- EXCERPT TO READ
---------------

If what the Thayorre people were contending was that their relationship to their country as defined by traditional law and custom was independent of recognition by the common law, then it is difficult to see why Kirby J rejected their proposition. In any event, as will be seen, their proposition was consistent with what was later said in Fejo discussed below.

  1. A second contention, namely that an agreement between the State of Queensland and Comalco, and the grant of mining leases pursuant to that agreement, were in breach of requirements of procedural fairness and in breach of trust or a fiduciary duty owed to the applicants was rejected. The agreement had the force of law under the relevant Act and obliged the State to grant the mining leases in issue. The validity of the leases could not be impugned for want of procedural fairness or breach of fiduciary duty.
  2. Gummow J emphasised that to extrapolate native title principles from the particular circumstances of the case to an ‘assumed generality of Australian conditions and history’ would be ‘treatment with the possibility of injustice to the many, varied and complex interests involved across Australia as a whole’. The better guide was the method of the common law ‘whereby principle is developed from the issues in one case to those which arise in the next.’[61] Consistently with this view, it was apparent from all the judgments that the question of extinguishment of native title by statutory grants and interests generally would be resolved on a case by case basis. It was of little consolation to those who were the grantees of pastoral leases that if native title rights and interests subsisted in the same land, they must yield to the rights and interests conferred by the statutory grant. Pastoralists were concerned about facing an inchoate regime of co-existing rights. Miners seeking to conduct operations on land which was or had been the subject of a pastoral lease were now subject to the right to negotiation processes of the Native Title Act. From their perspective, the ‘time honoured methodology of the common law’ referred to by Gummow J was not going to deliver certainty of outcome nor, on the High Court’s record to that point, the outcomes they wanted. These concerns, combined with the agendas of some State governments in relation to their land management powers, provide the background to the 1998 amendments to the Act.

The 1998 Amendments to the Native Title Act

  1. The Wik decision may be viewed, from a legal perspective, as a not very dramatic application of the Mabo principles and as embodying the proposition that just because a statutory grant is called a lease, this does not confer upon it the incidents of a lease at common law. The practical impact of the decision for the pastoral and mining industries, however, generated the political momentum which led to the 1998 amendments to the Native Title Act.
  2. Some procedural amendments had been foreshadowed affecting the respective roles of the National Native Title Tribunal and the Federal Court of Australia. These proposed that all native title determination applications should be instituted in the Federal Court and then referred to the National Native Title Tribunal for mediation rather than commenced by way of an administrative process in the National Native Title Tribunal. For reasons which emerged from the decision of the High Court in Brandy v Human Rights and Equal Opportunity Commission[62] the original arrangement which would lead to agreed determinations in the National Native Title Tribunal being registered as judgments of the Federal Court, offended against separation of powers requirements in Chapter III of the Commonwealth Constitution. A Bill to give effect to the necessary procedural changes had been introduced into the Parliament in 1995 but lapsed when Parliament was prorogued for the federal election. Those amendments were then subsumed in much more extensive changes introduced by the Coalition government. The specific issues which, as a result of the Wik decision, were pressed upon legislators included:
    1. The validity of intermediate period acts done by governments on the assumption that pastoral leases extinguished native title.

---------------

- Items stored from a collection
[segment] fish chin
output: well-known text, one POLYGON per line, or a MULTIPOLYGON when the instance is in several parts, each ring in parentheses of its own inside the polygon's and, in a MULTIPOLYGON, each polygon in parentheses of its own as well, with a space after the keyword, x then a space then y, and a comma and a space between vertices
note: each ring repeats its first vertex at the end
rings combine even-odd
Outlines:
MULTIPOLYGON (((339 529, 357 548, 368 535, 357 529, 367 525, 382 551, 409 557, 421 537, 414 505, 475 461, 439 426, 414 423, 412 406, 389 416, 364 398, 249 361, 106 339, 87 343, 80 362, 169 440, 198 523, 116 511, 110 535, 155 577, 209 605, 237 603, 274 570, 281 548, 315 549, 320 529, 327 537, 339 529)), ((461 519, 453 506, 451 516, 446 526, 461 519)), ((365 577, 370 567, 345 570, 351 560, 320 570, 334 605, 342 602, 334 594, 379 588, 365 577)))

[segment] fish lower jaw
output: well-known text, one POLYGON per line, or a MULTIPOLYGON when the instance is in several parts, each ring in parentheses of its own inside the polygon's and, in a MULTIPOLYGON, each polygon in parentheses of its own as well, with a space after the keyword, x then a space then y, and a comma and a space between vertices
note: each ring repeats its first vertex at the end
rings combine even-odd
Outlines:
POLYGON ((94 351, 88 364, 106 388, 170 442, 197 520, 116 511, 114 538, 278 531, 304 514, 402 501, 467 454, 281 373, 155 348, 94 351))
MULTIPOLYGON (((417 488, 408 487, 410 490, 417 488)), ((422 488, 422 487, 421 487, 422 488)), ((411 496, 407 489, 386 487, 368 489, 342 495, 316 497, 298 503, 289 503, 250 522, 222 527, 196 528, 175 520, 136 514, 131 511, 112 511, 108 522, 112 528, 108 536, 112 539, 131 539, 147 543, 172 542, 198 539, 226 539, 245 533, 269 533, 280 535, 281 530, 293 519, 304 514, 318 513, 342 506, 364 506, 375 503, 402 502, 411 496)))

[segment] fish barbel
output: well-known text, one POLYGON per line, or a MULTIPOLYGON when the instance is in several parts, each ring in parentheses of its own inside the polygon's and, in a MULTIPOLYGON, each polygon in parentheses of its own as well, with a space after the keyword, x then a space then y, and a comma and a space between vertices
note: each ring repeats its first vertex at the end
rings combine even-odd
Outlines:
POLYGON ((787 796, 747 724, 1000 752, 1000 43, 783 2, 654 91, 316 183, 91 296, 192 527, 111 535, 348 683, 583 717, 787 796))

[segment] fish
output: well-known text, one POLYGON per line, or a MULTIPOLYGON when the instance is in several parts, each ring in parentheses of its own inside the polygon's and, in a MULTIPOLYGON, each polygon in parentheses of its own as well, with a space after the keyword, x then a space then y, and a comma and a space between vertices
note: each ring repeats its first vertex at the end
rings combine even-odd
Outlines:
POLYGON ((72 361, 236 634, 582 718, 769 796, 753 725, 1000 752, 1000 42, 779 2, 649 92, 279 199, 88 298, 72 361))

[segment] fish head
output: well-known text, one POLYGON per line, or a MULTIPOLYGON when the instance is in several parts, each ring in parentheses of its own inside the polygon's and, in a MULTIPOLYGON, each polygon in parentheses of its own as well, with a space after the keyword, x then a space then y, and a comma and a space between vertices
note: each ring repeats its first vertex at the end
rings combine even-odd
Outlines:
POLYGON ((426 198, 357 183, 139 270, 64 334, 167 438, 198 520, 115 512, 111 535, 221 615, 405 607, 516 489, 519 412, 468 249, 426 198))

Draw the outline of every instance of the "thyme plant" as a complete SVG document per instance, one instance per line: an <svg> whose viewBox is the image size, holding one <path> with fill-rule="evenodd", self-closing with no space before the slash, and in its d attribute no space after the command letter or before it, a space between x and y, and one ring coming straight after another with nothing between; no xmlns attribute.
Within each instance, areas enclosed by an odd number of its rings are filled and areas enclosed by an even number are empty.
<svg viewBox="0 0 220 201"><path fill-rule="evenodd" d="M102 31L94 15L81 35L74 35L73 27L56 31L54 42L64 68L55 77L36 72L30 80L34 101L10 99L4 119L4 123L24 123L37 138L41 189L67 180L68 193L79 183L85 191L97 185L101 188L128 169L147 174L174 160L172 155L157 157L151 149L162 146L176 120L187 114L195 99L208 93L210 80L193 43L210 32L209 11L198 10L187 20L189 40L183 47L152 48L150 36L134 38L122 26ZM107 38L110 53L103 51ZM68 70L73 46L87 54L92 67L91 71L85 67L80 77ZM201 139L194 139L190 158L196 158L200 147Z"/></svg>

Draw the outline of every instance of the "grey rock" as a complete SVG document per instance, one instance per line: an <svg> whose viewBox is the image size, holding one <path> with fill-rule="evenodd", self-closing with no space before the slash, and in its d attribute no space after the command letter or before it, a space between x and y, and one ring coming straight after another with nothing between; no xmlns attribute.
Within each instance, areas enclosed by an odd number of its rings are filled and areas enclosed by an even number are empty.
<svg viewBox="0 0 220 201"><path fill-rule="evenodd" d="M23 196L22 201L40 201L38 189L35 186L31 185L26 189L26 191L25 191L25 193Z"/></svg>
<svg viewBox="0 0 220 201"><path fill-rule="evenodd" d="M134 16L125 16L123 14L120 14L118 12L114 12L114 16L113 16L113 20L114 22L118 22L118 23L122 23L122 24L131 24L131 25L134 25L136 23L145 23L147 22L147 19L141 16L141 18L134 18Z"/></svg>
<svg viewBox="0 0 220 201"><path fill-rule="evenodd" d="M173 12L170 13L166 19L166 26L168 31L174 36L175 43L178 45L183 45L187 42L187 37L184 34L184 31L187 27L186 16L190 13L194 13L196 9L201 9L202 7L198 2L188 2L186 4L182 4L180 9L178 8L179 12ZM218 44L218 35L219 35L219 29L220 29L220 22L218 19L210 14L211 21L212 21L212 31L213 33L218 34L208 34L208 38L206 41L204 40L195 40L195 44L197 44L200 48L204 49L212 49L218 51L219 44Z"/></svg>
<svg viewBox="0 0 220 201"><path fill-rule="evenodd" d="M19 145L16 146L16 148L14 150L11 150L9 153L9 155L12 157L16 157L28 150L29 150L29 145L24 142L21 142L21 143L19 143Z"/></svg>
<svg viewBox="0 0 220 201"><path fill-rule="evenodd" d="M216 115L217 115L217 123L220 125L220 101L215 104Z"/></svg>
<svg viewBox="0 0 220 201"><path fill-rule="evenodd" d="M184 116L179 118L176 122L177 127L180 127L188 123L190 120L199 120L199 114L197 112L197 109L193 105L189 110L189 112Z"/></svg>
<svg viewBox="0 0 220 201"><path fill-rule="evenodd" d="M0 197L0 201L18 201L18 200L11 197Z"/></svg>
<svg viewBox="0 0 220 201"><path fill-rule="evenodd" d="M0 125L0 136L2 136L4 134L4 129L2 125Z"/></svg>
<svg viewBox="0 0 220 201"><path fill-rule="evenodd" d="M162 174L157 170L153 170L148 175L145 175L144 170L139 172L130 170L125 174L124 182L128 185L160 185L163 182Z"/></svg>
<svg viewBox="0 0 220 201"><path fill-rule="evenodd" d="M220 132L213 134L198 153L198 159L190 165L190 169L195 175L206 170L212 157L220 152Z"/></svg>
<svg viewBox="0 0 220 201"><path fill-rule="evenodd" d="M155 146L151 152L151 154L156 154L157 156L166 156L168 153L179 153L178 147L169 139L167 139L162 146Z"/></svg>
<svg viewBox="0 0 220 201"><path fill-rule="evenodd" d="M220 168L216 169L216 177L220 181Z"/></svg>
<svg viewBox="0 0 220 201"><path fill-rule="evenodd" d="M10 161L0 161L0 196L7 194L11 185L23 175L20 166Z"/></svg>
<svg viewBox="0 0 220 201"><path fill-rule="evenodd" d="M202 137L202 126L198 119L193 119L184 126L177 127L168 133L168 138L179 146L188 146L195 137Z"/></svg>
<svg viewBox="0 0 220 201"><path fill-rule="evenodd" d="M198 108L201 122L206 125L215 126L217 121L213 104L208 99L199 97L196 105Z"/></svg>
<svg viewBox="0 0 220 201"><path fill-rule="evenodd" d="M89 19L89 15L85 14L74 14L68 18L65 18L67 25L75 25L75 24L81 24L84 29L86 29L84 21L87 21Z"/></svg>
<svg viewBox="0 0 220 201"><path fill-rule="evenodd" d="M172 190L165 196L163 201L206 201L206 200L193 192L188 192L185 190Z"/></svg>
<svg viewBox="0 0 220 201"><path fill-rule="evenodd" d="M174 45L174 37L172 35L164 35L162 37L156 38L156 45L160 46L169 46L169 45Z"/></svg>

---------------

- THE TASKS
a: Answer these questions using the excerpt on native title:
(i) What did the agreement between the State of Queensland and Comalco oblige the State to do?
(ii) In what year was a Bill to give effect to the necessary procedural changes introduced into the Parliament?
(iii) Which High Court decision showed that the original arrangement offended against separation of powers requirements?
b: Locate every line in the entries that contains the string "attribute", matching case, and copy each such line.
The entries have no connection to the excerpt on native title.

- TASK RESULTS
a:
(i) It obliged the State to grant the mining leases in issue.
(ii) 1995.
(iii) Brandy v Human Rights and Equal Opportunity Commission.

b:
Draw the outline of every instance of the "thyme plant" as a complete SVG document per instance, one instance per line: an <svg> whose viewBox is the image size, holding one <path> with fill-rule="evenodd", self-closing with no space before the slash, and in its d attribute no space after the command letter or before it, a space between x and y, and one ring coming straight after another with nothing between; no xmlns attribute.
Draw the outline of every instance of the "grey rock" as a complete SVG document per instance, one instance per line: an <svg> whose viewBox is the image size, holding one <path> with fill-rule="evenodd", self-closing with no space before the slash, and in its d attribute no space after the command letter or before it, a space between x and y, and one ring coming straight after another with nothing between; no xmlns attribute.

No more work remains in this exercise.